**Instrucciones de tareas**
(1) Responde a partir de la predicación de la novena:
(a) ¿Qué día de la novena corresponde al 5 de diciembre?
(b) ¿Cómo se consideraba a sí misma la Virgen?
(c) ¿Qué utilizamos cuando pensamos en el futuro?
(2) ¿Puedes transcribir sin cambios el fragmento de la predicación de la novena que comienza con las palabras "Novena a la" y acaba con "sobre su vida."?

**Texto de lectura**

::::

Novena a la Inmaculada Concepción

"Incertidumbre y esperanza"

5 de diciembre, día sexto


Predica don Eduardo Terrasa

        La Virgen, ante la llamada del ángel, se abrió al futuro que le esperaba. Era consciente de todo lo que tenía que aprender para ser la madre de Dios, de que tenía que crecer por dentro (Ella se consideraba poca cosa, inexperta, demasiado joven). Pero no se asustó ante la grandeza de la tarea y de la vida que tenía por delante. "Consideraba estas cosas en su corazón", es lo característico de ella: aprendía, siempre estaba descubriendo algo nuevo sobre Dios y sobre su vida.

        Existimos en el tiempo. Y cuando pensamos en el futuro, como vimos hace unos días, utilizamos nuestra imaginación. Proyectamos, prevemos, medimos, calculamos. Y no nos damos cuenta de que lo nuestro es aprender, de que lo nuestro es crecer continuamente, crecernos. Muchas veces no creemos en nuestras posibilidades, no creemos en el futuro, nos cuesta arriesgar. No nos aventuramos en el futuro.

::::

**Entradas mostradas**
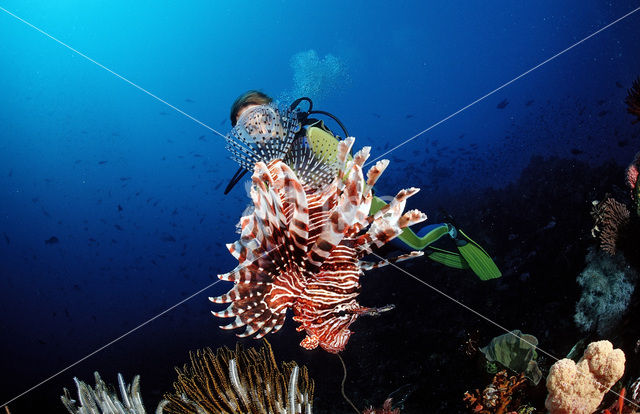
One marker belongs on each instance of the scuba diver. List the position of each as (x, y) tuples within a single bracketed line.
[(253, 114)]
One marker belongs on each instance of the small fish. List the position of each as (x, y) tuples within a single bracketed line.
[(51, 240)]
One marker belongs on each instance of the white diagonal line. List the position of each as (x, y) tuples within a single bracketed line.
[(503, 85), (113, 72)]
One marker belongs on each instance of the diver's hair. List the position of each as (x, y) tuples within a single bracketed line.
[(251, 97)]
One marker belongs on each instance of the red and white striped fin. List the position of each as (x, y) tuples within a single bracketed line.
[(375, 172)]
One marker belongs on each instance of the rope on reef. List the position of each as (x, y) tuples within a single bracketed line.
[(344, 379)]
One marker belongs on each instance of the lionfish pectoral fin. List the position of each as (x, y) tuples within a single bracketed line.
[(411, 217), (363, 311), (310, 342), (226, 313), (233, 325)]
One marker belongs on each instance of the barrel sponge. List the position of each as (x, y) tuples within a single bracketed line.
[(579, 388)]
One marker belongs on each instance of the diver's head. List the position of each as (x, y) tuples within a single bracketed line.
[(245, 101)]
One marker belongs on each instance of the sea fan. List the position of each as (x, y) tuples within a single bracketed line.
[(240, 381), (103, 400)]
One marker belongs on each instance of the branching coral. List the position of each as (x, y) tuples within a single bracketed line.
[(240, 381), (607, 283), (386, 409), (633, 100), (497, 396), (579, 388), (102, 399), (632, 181), (611, 217)]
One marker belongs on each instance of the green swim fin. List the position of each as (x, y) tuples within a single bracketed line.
[(447, 258), (477, 258)]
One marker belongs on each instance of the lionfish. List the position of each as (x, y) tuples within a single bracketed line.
[(301, 247)]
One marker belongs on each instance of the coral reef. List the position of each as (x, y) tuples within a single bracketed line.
[(611, 218), (498, 396), (608, 283), (579, 388), (632, 181), (240, 381), (516, 351), (386, 409), (617, 227), (103, 400), (633, 100)]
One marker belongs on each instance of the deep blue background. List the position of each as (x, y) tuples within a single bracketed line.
[(76, 142)]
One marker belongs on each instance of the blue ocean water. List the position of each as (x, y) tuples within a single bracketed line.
[(112, 208)]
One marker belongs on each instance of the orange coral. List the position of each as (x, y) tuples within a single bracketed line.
[(579, 388), (497, 396), (386, 409), (633, 100)]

::::

**Soluciones detalladas**
(1)
(a) El día sexto.
(b) Poca cosa, inexperta, demasiado joven.
(c) Nuestra imaginación.

(2)
Novena a la Inmaculada Concepción

"Incertidumbre y esperanza"

5 de diciembre, día sexto


Predica don Eduardo Terrasa

        La Virgen, ante la llamada del ángel, se abrió al futuro que le esperaba. Era consciente de todo lo que tenía que aprender para ser la madre de Dios, de que tenía que crecer por dentro (Ella se consideraba poca cosa, inexperta, demasiado joven). Pero no se asustó ante la grandeza de la tarea y de la vida que tenía por delante. "Consideraba estas cosas en su corazón", es lo característico de ella: aprendía, siempre estaba descubriendo algo nuevo sobre Dios y sobre su vida.